Arbeitsauftrag A
Gib bitte den Textausschnitt über Spechts Auftritt bei „Volle Kanne“ zwischen „1. Leider war“ und „oder Versprecher abtun.“ wörtlich wieder, beide Stellen eingeschlossen.
Arbeitsauftrag B
Erkläre in einem bis drei Sätzen anhand des Textausschnitts über Spechts Auftritt bei „Volle Kanne“, warum nach Spechts Aussage auch Heterosexuelle promiskuitiv sein können.

Textausschnitt
____

Am Dienstag war Specht beim ZDF-Vormittagsmagazin „Volle Kanne“ zu Gast. Als Specht von homosexuellen Männern anfängt, die „promiskuitiv vermutlich gelebt haben, das kann man nur vermuten“, spricht Moderatorin Nadine Krüger ihn unter Verweis auf die Aidsstiftung auf das Thema Stigmatisierung „von Schwulen oder einer gewissen Szene“ an. Specht rudert zurück: „Richtig, das hätte auch wo ganz anders sein können“. Promiskuitiv heiße ja „viele wechselnde Sexualpartner in relativ kurzer Zeit – das können natürlich auch Heterosexuelle sein. Nur in dem Fall war es eben so und das erklärt vermutlich diesen Zusammenhang“.

So hätte man mit Specht bei RTL auch umgehen können, wenn man ihn denn schon einlädt.

7 Kommentare

  1. Leider war ZDF „Volle Kanne“ doch nicht besser. Im Einspieler vor dem Gespräch mit Doktore Specht wurde durch den Off-Sprecher gesagt „… und tatsächlich trifft es v.a. Menschen mit vielen wechselnden Sexualkontakten und homosexuelle Männer.“ (ab Minute 5:30 der Sendung https://www.zdf.de/gesellschaft/volle-kanne/volle-kanne—mit-caro-cult-vom-24-mai-2022-100.html). Das ist natürlich auch ein schöner Aufhänger für das folgende Interview. In einem Einspieler kann man das auch nicht mehr als versehentlich oder Versprecher abtun.

____

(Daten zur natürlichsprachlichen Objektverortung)
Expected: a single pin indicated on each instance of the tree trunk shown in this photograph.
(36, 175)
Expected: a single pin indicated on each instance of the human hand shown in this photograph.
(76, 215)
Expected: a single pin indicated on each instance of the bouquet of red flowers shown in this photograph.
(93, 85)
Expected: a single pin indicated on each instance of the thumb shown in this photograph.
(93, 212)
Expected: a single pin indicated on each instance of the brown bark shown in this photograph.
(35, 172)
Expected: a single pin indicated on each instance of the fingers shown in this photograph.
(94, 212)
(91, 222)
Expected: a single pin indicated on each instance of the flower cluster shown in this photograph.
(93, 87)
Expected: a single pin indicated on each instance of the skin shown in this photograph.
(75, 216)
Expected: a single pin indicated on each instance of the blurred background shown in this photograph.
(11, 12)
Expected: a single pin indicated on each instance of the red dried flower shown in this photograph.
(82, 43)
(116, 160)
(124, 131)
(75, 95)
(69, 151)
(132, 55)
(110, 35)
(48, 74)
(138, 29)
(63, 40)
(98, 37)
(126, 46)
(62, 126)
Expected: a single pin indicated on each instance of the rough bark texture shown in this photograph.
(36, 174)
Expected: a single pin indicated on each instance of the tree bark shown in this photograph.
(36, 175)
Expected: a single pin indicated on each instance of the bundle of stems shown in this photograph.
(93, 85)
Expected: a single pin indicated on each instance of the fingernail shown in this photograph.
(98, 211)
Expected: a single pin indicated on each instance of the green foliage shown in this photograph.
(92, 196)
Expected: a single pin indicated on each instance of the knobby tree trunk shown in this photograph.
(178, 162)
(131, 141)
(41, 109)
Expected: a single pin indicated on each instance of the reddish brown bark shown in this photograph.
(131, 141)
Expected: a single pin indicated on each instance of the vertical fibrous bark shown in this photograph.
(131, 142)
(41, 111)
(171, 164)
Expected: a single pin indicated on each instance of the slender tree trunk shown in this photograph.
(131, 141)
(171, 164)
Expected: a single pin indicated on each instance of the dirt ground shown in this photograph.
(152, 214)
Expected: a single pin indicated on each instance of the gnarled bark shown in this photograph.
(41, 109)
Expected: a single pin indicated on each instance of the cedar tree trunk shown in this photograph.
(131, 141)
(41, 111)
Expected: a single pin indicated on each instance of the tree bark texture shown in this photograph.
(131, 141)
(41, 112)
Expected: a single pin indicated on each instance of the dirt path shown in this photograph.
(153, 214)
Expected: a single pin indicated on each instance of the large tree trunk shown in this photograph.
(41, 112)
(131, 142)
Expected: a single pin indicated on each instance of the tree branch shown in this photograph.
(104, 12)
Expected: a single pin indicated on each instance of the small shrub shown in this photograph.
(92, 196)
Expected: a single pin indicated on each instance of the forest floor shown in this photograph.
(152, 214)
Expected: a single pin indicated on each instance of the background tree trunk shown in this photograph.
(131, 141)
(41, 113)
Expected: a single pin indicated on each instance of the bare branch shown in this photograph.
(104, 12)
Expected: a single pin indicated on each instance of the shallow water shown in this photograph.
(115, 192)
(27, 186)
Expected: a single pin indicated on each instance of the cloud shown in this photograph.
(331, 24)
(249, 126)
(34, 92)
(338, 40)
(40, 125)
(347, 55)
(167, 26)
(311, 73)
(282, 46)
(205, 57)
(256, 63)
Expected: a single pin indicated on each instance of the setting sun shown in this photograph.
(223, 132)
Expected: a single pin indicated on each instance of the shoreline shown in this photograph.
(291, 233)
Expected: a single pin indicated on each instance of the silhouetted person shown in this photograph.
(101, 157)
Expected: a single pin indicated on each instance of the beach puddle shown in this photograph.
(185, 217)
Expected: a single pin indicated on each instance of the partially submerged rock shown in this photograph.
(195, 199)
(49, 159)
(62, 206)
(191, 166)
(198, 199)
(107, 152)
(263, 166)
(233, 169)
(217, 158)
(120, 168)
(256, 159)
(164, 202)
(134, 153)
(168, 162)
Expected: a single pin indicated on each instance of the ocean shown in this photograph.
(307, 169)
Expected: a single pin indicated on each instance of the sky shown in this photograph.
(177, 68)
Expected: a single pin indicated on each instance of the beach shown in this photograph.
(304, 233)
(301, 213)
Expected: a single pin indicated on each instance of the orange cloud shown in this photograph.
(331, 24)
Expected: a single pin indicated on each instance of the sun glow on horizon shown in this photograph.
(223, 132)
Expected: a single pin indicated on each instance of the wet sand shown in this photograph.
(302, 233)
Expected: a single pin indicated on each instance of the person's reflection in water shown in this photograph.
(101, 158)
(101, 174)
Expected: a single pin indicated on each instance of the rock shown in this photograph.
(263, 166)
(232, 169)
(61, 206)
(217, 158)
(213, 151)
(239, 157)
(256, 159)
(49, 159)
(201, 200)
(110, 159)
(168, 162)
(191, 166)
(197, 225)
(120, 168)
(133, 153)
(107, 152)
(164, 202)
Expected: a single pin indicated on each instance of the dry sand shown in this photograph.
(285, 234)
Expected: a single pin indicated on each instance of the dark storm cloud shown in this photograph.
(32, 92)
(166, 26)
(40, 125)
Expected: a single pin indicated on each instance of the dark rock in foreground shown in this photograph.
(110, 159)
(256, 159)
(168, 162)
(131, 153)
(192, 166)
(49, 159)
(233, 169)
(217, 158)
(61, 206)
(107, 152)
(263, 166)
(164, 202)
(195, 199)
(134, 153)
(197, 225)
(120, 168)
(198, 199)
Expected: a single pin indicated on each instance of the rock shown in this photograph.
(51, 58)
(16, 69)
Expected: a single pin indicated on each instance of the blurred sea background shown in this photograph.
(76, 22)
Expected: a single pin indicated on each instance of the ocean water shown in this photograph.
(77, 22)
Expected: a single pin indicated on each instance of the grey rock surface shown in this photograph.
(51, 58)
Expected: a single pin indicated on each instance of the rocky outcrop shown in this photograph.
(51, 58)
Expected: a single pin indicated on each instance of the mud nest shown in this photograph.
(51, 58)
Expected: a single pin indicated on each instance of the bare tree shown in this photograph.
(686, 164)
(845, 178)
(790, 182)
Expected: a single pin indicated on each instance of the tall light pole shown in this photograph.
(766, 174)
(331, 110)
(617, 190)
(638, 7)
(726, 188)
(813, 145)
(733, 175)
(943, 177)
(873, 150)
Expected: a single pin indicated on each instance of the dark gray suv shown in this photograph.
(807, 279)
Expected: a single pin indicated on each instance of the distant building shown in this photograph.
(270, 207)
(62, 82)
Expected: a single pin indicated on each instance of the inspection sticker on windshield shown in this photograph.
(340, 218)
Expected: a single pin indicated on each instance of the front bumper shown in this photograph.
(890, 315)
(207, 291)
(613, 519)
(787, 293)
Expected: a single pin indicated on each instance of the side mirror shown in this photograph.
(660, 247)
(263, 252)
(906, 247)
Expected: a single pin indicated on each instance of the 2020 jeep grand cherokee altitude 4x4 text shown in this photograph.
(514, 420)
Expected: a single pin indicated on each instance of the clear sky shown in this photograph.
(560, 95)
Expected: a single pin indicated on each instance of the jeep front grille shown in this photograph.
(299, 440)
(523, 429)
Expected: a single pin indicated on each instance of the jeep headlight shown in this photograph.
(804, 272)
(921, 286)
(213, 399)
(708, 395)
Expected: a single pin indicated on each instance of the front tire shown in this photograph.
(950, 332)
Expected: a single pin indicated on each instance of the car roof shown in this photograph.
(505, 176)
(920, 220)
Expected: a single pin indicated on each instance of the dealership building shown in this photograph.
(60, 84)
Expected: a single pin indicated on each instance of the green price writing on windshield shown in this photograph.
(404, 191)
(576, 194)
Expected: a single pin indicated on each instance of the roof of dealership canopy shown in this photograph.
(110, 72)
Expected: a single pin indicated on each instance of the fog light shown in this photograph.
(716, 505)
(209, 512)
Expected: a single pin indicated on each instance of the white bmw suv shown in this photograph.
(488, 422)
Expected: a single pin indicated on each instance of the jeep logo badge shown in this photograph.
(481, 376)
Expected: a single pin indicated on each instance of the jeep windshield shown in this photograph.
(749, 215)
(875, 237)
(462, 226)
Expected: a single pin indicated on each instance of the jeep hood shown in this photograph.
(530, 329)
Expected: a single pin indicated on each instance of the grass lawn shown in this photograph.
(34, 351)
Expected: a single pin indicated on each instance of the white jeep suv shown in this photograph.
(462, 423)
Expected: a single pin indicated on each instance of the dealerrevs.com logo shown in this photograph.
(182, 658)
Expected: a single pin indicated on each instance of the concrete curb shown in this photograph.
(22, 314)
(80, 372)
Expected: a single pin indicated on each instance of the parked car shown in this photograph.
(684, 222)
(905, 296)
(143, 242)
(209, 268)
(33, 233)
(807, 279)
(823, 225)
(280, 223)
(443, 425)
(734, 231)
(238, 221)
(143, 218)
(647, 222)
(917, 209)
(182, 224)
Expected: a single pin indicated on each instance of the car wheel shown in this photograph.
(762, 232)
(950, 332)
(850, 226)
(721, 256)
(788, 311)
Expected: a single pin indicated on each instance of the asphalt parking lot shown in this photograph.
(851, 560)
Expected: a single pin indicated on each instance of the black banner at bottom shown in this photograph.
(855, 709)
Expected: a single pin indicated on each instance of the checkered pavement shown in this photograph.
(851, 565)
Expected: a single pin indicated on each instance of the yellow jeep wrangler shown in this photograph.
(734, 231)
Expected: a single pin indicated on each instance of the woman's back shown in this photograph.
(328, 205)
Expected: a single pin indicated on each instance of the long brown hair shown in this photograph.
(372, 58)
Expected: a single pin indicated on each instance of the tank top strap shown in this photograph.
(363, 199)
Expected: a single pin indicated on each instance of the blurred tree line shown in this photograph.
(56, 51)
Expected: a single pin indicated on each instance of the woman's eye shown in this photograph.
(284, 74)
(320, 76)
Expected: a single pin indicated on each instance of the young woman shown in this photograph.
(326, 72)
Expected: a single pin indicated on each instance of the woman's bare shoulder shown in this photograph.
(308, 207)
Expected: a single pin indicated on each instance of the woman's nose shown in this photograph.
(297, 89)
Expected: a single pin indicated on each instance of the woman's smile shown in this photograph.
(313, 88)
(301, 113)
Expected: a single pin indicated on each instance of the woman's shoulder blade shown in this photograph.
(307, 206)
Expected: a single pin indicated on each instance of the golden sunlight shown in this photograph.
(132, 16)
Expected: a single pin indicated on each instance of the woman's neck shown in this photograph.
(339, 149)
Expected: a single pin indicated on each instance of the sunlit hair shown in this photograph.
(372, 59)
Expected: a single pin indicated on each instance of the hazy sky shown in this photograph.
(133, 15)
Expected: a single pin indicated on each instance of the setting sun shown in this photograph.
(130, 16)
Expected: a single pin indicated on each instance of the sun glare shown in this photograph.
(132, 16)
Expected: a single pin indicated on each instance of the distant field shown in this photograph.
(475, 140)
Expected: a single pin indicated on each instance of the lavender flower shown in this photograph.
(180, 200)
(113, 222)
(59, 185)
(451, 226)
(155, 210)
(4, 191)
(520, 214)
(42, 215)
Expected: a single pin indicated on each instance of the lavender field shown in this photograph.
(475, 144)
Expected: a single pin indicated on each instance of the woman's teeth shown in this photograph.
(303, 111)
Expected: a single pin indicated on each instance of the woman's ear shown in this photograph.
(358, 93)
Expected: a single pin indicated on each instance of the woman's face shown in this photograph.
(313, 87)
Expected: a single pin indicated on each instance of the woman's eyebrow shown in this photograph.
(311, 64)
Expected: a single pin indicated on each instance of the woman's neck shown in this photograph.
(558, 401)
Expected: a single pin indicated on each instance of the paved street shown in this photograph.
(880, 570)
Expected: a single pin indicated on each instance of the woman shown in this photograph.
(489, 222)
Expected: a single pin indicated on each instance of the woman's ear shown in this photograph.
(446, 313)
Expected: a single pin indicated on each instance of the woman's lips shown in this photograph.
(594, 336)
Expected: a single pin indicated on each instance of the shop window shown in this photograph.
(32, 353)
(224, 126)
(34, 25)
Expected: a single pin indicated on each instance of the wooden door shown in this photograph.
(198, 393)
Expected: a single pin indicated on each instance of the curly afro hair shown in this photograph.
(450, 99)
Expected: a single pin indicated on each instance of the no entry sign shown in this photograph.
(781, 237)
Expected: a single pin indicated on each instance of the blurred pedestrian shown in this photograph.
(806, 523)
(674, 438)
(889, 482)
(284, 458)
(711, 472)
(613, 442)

____

Schriftliche Antwort A
1. Leider war ZDF „Volle Kanne“ doch nicht besser. Im Einspieler vor dem Gespräch mit Doktore Specht wurde durch den Off-Sprecher gesagt „… und tatsächlich trifft es v.a. Menschen mit vielen wechselnden Sexualkontakten und homosexuelle Männer.“ (ab Minute 5:30 der Sendung https://www.zdf.de/gesellschaft/volle-kanne/volle-kanne—mit-caro-cult-vom-24-mai-2022-100.html). Das ist natürlich auch ein schöner Aufhänger für das folgende Interview. In einem Einspieler kann man das auch nicht mehr als versehentlich oder Versprecher abtun.

Schriftliche Antwort B
Specht erklärt, promiskuitiv heiße „viele wechselnde Sexualpartner in relativ kurzer Zeit“. Diese Bestimmung ist nicht an Homosexualität gebunden. Deshalb kann sie nach seinen Worten „natürlich auch“ auf Heterosexuelle zutreffen.